Goal of the exercise | Look below for the line with "Target: decorative volute" and the line with "Target: balcony railing". Copy exactly those two lines and every line between, but not the pictures.

Data for this exercise |

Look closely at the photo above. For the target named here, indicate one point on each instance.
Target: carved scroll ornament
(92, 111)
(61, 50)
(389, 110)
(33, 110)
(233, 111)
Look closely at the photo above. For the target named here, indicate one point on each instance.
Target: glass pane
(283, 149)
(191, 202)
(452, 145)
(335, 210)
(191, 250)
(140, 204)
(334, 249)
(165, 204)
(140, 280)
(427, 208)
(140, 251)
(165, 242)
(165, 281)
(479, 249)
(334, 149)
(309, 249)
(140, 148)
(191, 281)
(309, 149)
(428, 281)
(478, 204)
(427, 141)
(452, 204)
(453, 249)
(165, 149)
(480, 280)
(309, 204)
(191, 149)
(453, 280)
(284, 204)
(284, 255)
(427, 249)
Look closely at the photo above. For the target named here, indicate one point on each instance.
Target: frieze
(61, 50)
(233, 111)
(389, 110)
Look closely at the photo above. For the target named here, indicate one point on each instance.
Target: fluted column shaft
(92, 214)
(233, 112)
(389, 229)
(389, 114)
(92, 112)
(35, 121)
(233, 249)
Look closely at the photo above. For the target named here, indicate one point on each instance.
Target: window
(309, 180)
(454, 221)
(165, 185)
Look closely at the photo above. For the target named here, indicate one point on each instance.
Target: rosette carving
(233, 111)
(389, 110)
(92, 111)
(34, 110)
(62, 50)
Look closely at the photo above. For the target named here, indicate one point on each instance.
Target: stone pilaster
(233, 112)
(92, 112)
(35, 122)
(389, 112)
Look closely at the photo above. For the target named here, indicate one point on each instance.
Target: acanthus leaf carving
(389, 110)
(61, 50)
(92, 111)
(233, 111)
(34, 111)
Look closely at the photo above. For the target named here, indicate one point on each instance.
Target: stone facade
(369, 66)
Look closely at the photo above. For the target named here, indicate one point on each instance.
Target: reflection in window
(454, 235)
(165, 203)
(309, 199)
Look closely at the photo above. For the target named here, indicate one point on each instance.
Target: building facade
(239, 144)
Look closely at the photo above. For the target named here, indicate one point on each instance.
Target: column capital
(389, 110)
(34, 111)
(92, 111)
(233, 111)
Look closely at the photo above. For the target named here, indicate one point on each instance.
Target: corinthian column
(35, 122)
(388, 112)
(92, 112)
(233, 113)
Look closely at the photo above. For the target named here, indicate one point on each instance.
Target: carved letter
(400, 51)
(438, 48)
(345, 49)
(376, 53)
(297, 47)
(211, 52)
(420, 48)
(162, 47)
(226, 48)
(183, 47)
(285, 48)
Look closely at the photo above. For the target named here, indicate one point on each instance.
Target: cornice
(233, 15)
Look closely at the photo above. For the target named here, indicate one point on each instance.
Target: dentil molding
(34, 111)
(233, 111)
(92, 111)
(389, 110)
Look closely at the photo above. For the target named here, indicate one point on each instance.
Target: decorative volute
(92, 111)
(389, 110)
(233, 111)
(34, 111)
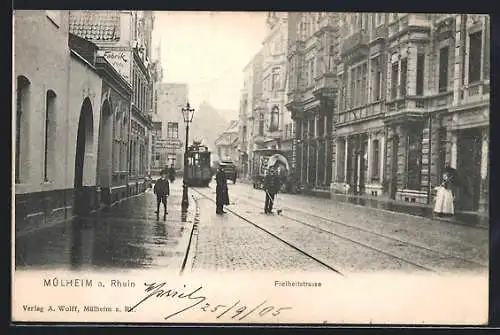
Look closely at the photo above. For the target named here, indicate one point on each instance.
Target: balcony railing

--

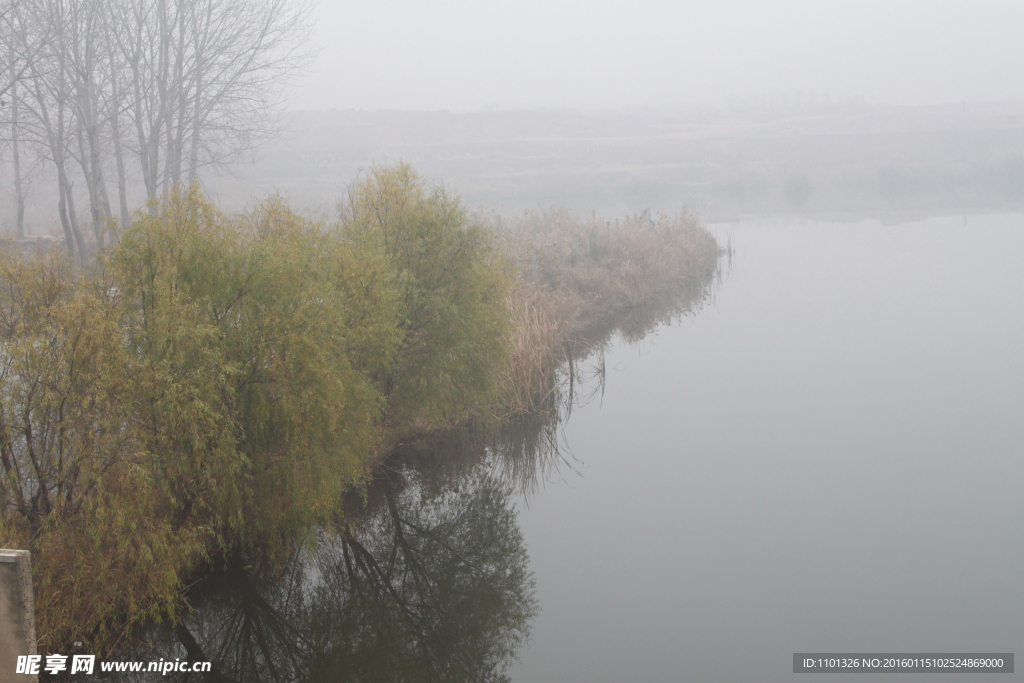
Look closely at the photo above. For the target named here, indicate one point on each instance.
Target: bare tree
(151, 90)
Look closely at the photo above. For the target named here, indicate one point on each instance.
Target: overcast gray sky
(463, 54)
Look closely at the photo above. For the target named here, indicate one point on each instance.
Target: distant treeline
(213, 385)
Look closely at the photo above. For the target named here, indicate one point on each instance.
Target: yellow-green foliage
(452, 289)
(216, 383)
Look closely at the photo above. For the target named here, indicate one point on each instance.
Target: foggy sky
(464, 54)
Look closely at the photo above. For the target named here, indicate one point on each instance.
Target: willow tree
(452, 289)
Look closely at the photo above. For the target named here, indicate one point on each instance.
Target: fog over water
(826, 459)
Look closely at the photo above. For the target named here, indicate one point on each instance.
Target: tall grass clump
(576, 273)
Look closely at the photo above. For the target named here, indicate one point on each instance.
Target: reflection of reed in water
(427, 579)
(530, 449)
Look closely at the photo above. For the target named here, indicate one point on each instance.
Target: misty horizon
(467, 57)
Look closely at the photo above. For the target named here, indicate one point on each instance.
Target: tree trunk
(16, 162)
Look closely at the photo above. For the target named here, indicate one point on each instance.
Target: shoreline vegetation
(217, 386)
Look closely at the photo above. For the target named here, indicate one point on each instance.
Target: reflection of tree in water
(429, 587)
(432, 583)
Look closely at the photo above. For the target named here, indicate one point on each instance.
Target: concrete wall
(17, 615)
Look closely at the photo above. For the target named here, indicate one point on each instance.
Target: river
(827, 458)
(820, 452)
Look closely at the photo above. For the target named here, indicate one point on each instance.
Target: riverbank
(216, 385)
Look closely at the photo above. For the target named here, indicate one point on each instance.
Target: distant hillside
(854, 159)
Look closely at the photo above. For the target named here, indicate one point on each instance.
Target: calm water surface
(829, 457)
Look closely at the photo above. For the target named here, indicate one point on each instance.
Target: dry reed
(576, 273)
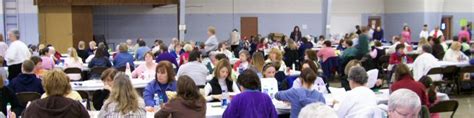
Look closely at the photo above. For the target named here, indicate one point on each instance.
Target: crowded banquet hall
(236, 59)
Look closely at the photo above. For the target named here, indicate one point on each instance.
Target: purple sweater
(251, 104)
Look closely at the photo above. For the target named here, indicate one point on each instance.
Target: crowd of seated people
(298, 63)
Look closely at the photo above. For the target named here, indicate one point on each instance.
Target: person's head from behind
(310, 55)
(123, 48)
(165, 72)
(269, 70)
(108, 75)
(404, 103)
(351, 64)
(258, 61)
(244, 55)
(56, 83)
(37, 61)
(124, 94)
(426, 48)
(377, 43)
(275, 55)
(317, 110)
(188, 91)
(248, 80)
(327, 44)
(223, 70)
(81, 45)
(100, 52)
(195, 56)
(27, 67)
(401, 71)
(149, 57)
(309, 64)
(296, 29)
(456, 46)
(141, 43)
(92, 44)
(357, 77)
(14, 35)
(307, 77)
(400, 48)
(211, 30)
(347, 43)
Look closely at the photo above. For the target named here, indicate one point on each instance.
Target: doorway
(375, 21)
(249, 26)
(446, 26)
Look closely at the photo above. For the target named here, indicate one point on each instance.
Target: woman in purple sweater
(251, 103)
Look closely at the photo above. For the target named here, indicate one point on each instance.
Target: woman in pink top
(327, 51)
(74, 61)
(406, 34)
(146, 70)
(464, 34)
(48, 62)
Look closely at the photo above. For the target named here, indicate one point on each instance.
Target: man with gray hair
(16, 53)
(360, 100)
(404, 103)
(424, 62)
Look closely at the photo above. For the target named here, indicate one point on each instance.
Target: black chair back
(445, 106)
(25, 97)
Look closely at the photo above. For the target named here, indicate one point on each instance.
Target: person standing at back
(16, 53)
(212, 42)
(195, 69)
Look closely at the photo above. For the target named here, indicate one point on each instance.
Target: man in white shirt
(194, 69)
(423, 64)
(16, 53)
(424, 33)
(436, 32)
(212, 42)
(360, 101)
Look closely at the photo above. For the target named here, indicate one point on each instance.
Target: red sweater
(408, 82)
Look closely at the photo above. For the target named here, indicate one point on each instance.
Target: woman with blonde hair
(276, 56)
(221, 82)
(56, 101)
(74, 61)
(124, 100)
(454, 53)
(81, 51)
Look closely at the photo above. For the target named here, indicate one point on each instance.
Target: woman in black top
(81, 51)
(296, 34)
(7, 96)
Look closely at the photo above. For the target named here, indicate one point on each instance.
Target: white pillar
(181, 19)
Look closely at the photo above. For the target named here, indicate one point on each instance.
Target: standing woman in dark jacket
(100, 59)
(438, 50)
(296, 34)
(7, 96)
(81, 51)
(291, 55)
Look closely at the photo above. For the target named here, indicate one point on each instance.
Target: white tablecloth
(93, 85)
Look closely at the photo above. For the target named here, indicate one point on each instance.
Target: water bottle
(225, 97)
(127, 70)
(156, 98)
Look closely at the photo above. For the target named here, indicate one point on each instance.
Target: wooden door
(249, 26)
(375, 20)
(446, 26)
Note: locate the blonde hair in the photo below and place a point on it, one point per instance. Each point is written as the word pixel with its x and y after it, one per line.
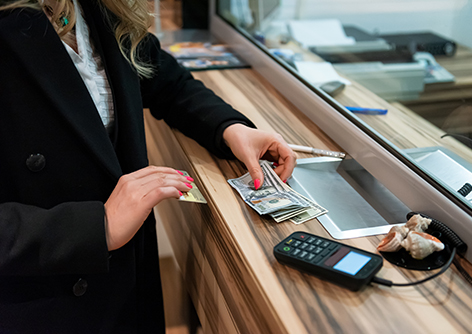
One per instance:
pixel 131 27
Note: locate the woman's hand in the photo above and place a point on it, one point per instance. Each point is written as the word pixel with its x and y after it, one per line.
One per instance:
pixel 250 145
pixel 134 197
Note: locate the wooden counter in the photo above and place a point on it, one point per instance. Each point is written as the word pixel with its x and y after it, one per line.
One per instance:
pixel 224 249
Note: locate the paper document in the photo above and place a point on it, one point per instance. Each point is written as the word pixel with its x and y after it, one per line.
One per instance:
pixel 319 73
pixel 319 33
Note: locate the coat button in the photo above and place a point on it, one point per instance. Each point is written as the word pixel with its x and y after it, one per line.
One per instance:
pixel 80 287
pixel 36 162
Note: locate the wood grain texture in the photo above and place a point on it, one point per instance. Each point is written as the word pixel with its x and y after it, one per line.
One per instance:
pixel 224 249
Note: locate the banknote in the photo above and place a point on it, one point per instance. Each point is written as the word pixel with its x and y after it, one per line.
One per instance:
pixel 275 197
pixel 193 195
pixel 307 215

Solution below |
Target: decorative volute
(92, 111)
(389, 110)
(233, 111)
(34, 111)
Look closely at the photo above. For the target named here, indicate one point on each instance.
Target: balcony railing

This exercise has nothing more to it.